Trump fez duras ameaças à China. À medida que tenta consolidar a sua presidência é pouco provável que se afaste dessas ameaças. E com o 19º Congresso Nacional do Partido Comunista da China previsto para Novembro em Pequim, é pouco provável que os líderes chineses cedem à pressão dos EUA.

 

Uma guerra comercial iria, sem dúvida, prejudicar ambos os lados. Mas há um motivo para acreditar que os Estados Unidos têm mais a perder. Quanto mais não seja porque os chineses parecem saber precisamente que armas têm à sua disposição.

 

A China pode parar de comprar aviões norte-americanos, impor um embargo aos produtos de soja oriundos dos EUA e desfazer-se das obrigações do Tesouro norte-americano e de outros activos financeiros. As empresas chinesas poderiam reduzir a procura por serviços empresariais norte-americanos e o Governo poderia persuadir as empresas a não comprarem produtos americanos. Actualmente, uma grande parte das vendas anuais de várias empresas que estão na lista Fortune 500 são realizadas na China – e essas empresas já se sentem cada vez mais indesejadas.

 

Além de ser o segundo parceiro comercial mais importante da América, a China é o principal provedor de empregos dos EUA. Uma guerra comercial poderia custar milhões de empregos norte-americanos. Se a China trocar, por exemplo, a Boeing pela Airbus, os EUA podem perder cerca de 179 mil empregos. A redução nos serviços empresariais nos EUA iria custar outros 85 mil empregos. As regiões onde a soja é produzida – por exemplo no Missouri e Mississippi – podem perder cerca de 10% dos empregos locais se a China reduzir as importações.

 

Além disso, apesar de os Estados Unidos exportarem menos para a China do que a China para os EUA, é a China que controla os principais componentes das cadeias de produção e das redes produtivas mundiais. Consideremos o iPhone. Apesar de a China dar apenas 4% de valor acrescentado, fornece os principais componentes à Apple a baixos preços. A Apple não consegue construir um iPhone do zero nos EUA. Por isso, teria de procurar fornecedores alternativos, o que faria subir consideravelmente os custos de produção. Isto daria às empresas chinesas que produzem smartphones a oportunidade para ganhar quota de mercado aos seus principais concorrentes.

• _Registos fornecidos_:
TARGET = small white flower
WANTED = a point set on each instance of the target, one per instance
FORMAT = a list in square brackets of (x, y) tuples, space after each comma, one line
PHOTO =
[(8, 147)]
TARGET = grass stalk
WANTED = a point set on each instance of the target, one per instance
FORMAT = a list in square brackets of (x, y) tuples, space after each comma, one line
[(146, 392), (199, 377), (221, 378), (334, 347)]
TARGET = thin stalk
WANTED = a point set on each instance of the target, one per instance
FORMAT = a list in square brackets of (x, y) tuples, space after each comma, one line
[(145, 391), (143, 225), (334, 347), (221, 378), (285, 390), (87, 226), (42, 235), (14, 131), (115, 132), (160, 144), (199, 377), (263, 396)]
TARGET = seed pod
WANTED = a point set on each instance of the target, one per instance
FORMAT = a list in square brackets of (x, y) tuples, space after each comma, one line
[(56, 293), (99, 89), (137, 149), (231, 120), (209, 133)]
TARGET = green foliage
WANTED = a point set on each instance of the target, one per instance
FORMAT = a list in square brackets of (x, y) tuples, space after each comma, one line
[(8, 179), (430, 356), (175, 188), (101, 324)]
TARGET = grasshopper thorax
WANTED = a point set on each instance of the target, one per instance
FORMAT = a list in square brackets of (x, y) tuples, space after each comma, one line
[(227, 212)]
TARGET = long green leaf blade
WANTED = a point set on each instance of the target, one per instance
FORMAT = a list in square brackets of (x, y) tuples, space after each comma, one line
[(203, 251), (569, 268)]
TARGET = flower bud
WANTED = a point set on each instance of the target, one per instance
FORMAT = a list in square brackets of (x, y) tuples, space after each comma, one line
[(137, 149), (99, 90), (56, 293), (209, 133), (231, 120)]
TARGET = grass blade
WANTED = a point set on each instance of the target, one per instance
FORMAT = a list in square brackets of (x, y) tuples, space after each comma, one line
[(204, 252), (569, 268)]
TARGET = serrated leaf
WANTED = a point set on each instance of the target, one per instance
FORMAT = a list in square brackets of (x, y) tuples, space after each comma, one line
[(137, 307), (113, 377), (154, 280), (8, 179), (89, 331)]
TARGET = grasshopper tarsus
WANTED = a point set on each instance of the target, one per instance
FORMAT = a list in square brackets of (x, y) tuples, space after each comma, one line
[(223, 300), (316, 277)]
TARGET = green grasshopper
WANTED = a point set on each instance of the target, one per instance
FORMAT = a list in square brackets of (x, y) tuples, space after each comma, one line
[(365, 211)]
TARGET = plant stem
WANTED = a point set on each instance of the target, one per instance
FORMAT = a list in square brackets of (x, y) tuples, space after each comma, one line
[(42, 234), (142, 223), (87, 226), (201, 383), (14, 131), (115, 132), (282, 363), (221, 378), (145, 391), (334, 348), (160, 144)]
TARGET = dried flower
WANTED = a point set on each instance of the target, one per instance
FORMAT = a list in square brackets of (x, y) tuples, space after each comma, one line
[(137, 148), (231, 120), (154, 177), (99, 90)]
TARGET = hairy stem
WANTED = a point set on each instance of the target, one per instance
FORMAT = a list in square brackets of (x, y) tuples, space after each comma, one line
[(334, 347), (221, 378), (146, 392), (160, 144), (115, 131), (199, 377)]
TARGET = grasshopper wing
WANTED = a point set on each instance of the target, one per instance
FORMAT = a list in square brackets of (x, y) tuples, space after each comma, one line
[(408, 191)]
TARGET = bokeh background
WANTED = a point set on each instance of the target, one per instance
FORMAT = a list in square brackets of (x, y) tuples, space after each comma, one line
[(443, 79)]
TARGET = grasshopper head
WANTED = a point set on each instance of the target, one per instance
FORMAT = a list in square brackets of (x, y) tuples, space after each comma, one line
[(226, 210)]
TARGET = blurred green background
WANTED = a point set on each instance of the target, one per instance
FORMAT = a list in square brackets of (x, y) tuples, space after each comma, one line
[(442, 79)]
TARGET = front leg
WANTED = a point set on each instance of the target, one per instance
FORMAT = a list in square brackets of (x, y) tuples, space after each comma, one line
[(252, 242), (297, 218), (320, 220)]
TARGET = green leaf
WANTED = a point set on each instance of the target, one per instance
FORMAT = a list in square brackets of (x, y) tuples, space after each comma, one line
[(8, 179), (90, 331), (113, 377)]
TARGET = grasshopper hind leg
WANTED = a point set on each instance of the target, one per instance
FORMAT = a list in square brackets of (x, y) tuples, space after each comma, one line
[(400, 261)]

• _O que se pede_:
Prossiga o texto sobre uma possível guerra comercial entre os Estados Unidos e a China, a partir da última frase apresentada.

• _Resultado do exercício_:
 

Hoje, 80% do comércio mundial inclui cadeias de fornecimento internacionais. A diminuição dos custos do comércio permitiu às empresas dividir as suas linhas de produção geograficamente, processando bens e acrescentando valor a esses bens em vários países ao longo da cadeia. Se a China atirar uma mão cheia de areia na engrenagem dessas cadeias, isso pode danificar toda a rede produtiva, prejudicando seriamente os EUA (e, de facto, todos os países que participem em tais redes).

 

Uma escalada da guerra comercial, com os dois lados a construírem barreiras às importações, irá impulsionar as pressões inflaccionárias nos EUA, o que potencialmente pode levar a Reserva Federal a subir as taxas de juro para níveis mais altos e de forma mais rápida que de outra forma faria. Isso, em conjunto com as perspectivas para um crescimento mais baixo, iria deprimir os mercados accionistas e levar a uma redução do emprego e dos rendimentos das famílias, o que pode levar a uma perda considerável do PIB tanto para os EUA como para a China.

 

Contudo, o cenário mais provável é que ambos os países iniciem disputas, em sectores específicos, em particular nas indústrias transformadoras tradicionais como é o caso da produção de aço e de ferro. Entretanto, Trump vai continuar a acusar a China de manipular a sua taxa de câmbio, ignorando a recente pressão descendente no yuan (que indica que a moeda estava sobrevalorizada), já para não falar do facto de que muitos governos intervêm para gerir as suas taxas de câmbio.

 

Nos últimos anos, tanto o Japão como a Suíça intervieram no mercado de divisas, e os Estados Unidos podem vir a juntar-se a estes dois países quando o impacto do dólar forte na competitividade das exportações norte-americanas se tornar intolerável. Em qualquer caso, a China pode provavelmente esquecer o objectivo de alcançar o "estatuto de economia de mercado", de acordo com as regras da Organização Mundial do Comércio, enquanto Trump não sair da Casa Branca.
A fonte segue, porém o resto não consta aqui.